Start
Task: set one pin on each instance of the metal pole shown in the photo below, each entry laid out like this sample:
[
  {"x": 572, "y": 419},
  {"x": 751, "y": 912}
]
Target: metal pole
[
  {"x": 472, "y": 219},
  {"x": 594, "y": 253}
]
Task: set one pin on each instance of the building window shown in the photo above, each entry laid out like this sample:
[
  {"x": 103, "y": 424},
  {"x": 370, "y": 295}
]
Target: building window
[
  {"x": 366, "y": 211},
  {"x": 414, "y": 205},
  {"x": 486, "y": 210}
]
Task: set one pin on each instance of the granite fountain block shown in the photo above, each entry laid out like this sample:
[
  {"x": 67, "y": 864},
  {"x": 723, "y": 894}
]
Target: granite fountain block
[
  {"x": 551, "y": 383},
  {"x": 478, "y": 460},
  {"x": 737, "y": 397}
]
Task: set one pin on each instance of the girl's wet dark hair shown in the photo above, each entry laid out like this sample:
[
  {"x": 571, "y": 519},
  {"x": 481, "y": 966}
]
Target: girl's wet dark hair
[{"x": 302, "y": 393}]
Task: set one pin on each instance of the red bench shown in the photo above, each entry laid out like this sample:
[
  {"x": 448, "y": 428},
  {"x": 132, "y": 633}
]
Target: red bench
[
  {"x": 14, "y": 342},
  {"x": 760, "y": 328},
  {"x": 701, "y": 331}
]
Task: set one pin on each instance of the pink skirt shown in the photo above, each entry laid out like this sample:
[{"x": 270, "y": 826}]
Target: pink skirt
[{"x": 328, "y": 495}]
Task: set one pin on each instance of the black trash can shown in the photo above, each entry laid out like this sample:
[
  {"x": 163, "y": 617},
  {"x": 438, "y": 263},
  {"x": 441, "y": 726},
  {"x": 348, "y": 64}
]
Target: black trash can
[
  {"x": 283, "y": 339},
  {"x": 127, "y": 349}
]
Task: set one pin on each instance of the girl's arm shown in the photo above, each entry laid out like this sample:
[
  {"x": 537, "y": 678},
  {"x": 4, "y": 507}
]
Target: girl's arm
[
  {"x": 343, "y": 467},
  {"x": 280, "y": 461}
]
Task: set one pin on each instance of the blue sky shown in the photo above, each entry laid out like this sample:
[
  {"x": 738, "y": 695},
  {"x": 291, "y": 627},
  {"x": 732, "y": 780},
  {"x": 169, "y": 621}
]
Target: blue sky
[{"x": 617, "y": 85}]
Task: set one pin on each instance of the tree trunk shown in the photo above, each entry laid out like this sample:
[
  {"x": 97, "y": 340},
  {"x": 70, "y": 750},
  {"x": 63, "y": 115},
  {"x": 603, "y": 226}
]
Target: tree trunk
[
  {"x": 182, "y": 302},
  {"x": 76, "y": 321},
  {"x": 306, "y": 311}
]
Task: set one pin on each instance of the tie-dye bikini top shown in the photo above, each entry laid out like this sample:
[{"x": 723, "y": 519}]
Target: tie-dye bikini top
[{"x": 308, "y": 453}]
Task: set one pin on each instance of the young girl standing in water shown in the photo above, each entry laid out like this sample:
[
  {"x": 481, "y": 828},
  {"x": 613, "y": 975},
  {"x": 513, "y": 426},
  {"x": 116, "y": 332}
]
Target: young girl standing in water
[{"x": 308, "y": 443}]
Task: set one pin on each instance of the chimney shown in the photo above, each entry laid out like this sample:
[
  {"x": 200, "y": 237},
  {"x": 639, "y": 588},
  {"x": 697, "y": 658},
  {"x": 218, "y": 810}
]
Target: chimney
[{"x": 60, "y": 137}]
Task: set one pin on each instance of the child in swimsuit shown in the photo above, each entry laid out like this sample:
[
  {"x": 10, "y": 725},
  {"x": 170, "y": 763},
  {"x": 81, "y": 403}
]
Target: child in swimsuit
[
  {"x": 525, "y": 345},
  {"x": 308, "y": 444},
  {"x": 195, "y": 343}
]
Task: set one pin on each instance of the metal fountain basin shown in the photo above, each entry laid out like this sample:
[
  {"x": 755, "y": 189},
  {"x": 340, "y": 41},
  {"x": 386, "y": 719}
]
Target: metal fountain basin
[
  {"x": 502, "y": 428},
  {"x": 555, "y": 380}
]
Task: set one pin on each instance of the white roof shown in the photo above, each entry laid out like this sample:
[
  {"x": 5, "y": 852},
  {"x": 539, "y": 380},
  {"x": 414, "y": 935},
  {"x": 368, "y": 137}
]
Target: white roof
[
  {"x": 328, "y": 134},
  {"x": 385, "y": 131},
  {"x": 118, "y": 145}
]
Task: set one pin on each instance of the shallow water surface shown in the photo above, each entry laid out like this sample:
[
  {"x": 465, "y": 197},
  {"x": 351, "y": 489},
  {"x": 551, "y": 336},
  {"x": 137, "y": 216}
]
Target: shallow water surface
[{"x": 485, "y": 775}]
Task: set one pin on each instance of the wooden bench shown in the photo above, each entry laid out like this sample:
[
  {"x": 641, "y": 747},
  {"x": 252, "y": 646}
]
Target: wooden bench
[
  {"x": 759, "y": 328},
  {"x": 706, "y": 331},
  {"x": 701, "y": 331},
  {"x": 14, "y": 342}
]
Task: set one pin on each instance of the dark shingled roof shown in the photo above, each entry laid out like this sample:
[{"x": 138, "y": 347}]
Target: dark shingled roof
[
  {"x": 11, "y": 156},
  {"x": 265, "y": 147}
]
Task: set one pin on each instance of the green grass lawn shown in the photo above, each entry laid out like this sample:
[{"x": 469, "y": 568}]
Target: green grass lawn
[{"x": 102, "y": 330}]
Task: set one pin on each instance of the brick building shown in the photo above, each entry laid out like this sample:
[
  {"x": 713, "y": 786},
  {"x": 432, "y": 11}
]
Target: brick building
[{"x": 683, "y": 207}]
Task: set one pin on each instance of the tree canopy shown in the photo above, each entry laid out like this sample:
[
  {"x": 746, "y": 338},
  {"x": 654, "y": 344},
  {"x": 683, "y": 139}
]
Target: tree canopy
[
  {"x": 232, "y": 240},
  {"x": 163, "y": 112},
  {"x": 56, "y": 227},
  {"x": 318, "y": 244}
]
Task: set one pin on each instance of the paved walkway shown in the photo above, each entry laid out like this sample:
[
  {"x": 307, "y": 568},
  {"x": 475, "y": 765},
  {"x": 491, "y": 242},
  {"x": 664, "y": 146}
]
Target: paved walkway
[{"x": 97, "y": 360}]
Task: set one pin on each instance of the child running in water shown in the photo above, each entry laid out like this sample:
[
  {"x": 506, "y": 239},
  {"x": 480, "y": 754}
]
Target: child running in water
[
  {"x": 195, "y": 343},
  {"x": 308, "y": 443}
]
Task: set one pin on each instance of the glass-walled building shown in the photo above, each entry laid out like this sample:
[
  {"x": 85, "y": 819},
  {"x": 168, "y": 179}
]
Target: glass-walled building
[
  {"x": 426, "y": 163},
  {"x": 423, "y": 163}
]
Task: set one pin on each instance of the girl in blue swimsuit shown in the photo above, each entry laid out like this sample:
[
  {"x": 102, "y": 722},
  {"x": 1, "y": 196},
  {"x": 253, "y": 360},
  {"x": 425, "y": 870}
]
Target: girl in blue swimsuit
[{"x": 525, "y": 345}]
End
## YOUR GOAL
Repeat every record, exactly as written.

## PROBLEM SOLUTION
Task: set one pin on each instance of the metal pole shown in the photo below, each entry laid out like this sample:
[
  {"x": 572, "y": 419},
  {"x": 751, "y": 912}
]
Target: metal pole
[
  {"x": 472, "y": 219},
  {"x": 594, "y": 253}
]
Task: set one pin on each instance of the building window shown in the photo above, each entry laid out like this sample:
[
  {"x": 103, "y": 424},
  {"x": 370, "y": 295}
]
Target: building window
[
  {"x": 366, "y": 211},
  {"x": 414, "y": 205},
  {"x": 486, "y": 210}
]
Task: set one pin on each instance of the granite fountain block shown in the photo above, each entry laid out like this sample:
[
  {"x": 67, "y": 864},
  {"x": 723, "y": 894}
]
Target: granite fountain block
[
  {"x": 551, "y": 383},
  {"x": 478, "y": 460},
  {"x": 737, "y": 397}
]
Task: set one pin on each instance of the girl's wet dark hair shown in the photo above, each entry laid out like this sample:
[
  {"x": 571, "y": 519},
  {"x": 481, "y": 966}
]
Target: girl's wet dark hair
[{"x": 302, "y": 393}]
Task: set one pin on each instance of the red bench shown in the photo above, each entry laid out like this sample:
[
  {"x": 448, "y": 428},
  {"x": 132, "y": 633}
]
Target: red bench
[
  {"x": 14, "y": 342},
  {"x": 760, "y": 328},
  {"x": 701, "y": 331}
]
Task: set one pin on each instance of the pink skirt shown in the photo above, each entry laid out like this sample:
[{"x": 270, "y": 826}]
Target: pink skirt
[{"x": 328, "y": 495}]
Task: set one pin on each instance of the black trash can shown in the photo above, each entry laid out like this sample:
[
  {"x": 163, "y": 617},
  {"x": 438, "y": 263},
  {"x": 441, "y": 726},
  {"x": 348, "y": 64}
]
Target: black trash can
[
  {"x": 283, "y": 339},
  {"x": 127, "y": 349}
]
Task: set one pin on each instance of the girl's arm shown in the photo above, each entry laid out like this sample:
[
  {"x": 537, "y": 678},
  {"x": 4, "y": 507}
]
Target: girl's arm
[
  {"x": 343, "y": 467},
  {"x": 280, "y": 461}
]
Task: set one pin on each instance of the blue sky shown in the photo above, each entry laid out like this sample:
[
  {"x": 738, "y": 695},
  {"x": 291, "y": 627},
  {"x": 732, "y": 780},
  {"x": 169, "y": 621}
]
Target: blue sky
[{"x": 617, "y": 85}]
Task: set one pin on each instance of the tree trunk shown in the photo above, each entry laid out like this sample:
[
  {"x": 97, "y": 340},
  {"x": 70, "y": 750},
  {"x": 63, "y": 115},
  {"x": 603, "y": 226}
]
Target: tree trunk
[
  {"x": 182, "y": 302},
  {"x": 76, "y": 321},
  {"x": 306, "y": 311}
]
Task: set one pin on each instance of the tie-dye bikini top shown in the photo above, each entry laid out like this sample:
[{"x": 723, "y": 519}]
Target: tie-dye bikini top
[{"x": 308, "y": 453}]
Task: set one pin on each instance of the young girl standing in water shown in the photo above, each entry laid out like this sample:
[
  {"x": 481, "y": 828},
  {"x": 613, "y": 975},
  {"x": 513, "y": 426},
  {"x": 116, "y": 332}
]
Target: young girl standing in water
[{"x": 308, "y": 443}]
Task: set one pin on each instance of the chimney shown in the photo above, each entry laid out like this sample:
[
  {"x": 200, "y": 237},
  {"x": 639, "y": 588},
  {"x": 697, "y": 658},
  {"x": 218, "y": 810}
]
Target: chimney
[{"x": 60, "y": 137}]
Task: set one pin on each instance of the child in swimsuit shown in the photo above, each entry laid out like this sample:
[
  {"x": 10, "y": 725},
  {"x": 170, "y": 763},
  {"x": 81, "y": 403}
]
Target: child in swimsuit
[
  {"x": 525, "y": 345},
  {"x": 308, "y": 444},
  {"x": 195, "y": 343}
]
Task: set one pin on each instance of the metal fountain basin shown in the photo above, each entry laid out like this sample:
[
  {"x": 755, "y": 189},
  {"x": 340, "y": 41},
  {"x": 386, "y": 719}
]
Target: metal fountain basin
[
  {"x": 502, "y": 428},
  {"x": 555, "y": 380}
]
Task: set one pin on each instance of the white roof shown in the photo above, each entry laid out like this sample:
[
  {"x": 5, "y": 852},
  {"x": 539, "y": 380},
  {"x": 414, "y": 935},
  {"x": 368, "y": 137}
]
Target: white roof
[
  {"x": 328, "y": 134},
  {"x": 385, "y": 131},
  {"x": 118, "y": 145}
]
Task: set one pin on each instance of the shallow water surface shown in the photo above, each entry laid out like this sample:
[
  {"x": 465, "y": 197},
  {"x": 351, "y": 489},
  {"x": 551, "y": 336},
  {"x": 137, "y": 216}
]
Target: shallow water surface
[{"x": 485, "y": 775}]
Task: set one pin on each instance of the wooden bench shown in the photo above, each entry laid out like this sample:
[
  {"x": 641, "y": 747},
  {"x": 252, "y": 646}
]
Target: wooden bench
[
  {"x": 759, "y": 328},
  {"x": 706, "y": 331},
  {"x": 701, "y": 331},
  {"x": 14, "y": 342}
]
Task: set one pin on each instance of the dark shingled roof shown in the photo above, each entry laid out like this sample:
[{"x": 138, "y": 347}]
Target: dark shingled roof
[
  {"x": 11, "y": 156},
  {"x": 265, "y": 147}
]
Task: set one pin on each instance of the green grass lawn shown in the photo above, each entry laid out like this sample:
[{"x": 469, "y": 568}]
Target: green grass lawn
[{"x": 102, "y": 330}]
Task: set one pin on each instance of the brick building shown in the photo above, each entry laid out like this sample:
[
  {"x": 713, "y": 786},
  {"x": 432, "y": 11}
]
Target: brick building
[{"x": 683, "y": 207}]
Task: set one pin on each instance of the tree canopy shown in the photo above, each entry laid out like this sample:
[
  {"x": 746, "y": 338},
  {"x": 654, "y": 344},
  {"x": 683, "y": 139}
]
Target: tree canopy
[
  {"x": 232, "y": 240},
  {"x": 163, "y": 112},
  {"x": 56, "y": 227},
  {"x": 318, "y": 244}
]
Task: set one pin on each instance of the paved walkway shown in the photo above, each entry laid out like this sample:
[
  {"x": 307, "y": 568},
  {"x": 475, "y": 765},
  {"x": 491, "y": 242},
  {"x": 664, "y": 146}
]
Target: paved walkway
[{"x": 97, "y": 360}]
Task: set one pin on each instance of the child running in water shown in the photo above, each entry laid out like this sample:
[
  {"x": 506, "y": 239},
  {"x": 480, "y": 754}
]
Target: child running in water
[
  {"x": 195, "y": 343},
  {"x": 308, "y": 443}
]
Task: set one pin on each instance of the glass-walled building shown in the photo above, each entry laid out like this sample:
[
  {"x": 85, "y": 819},
  {"x": 168, "y": 179}
]
Target: glass-walled building
[
  {"x": 426, "y": 163},
  {"x": 423, "y": 163}
]
Task: set one pin on each instance of the girl in blue swimsuit shown in the photo above, each entry laid out like this sample:
[
  {"x": 102, "y": 722},
  {"x": 1, "y": 196},
  {"x": 253, "y": 360},
  {"x": 425, "y": 870}
]
Target: girl in blue swimsuit
[{"x": 525, "y": 345}]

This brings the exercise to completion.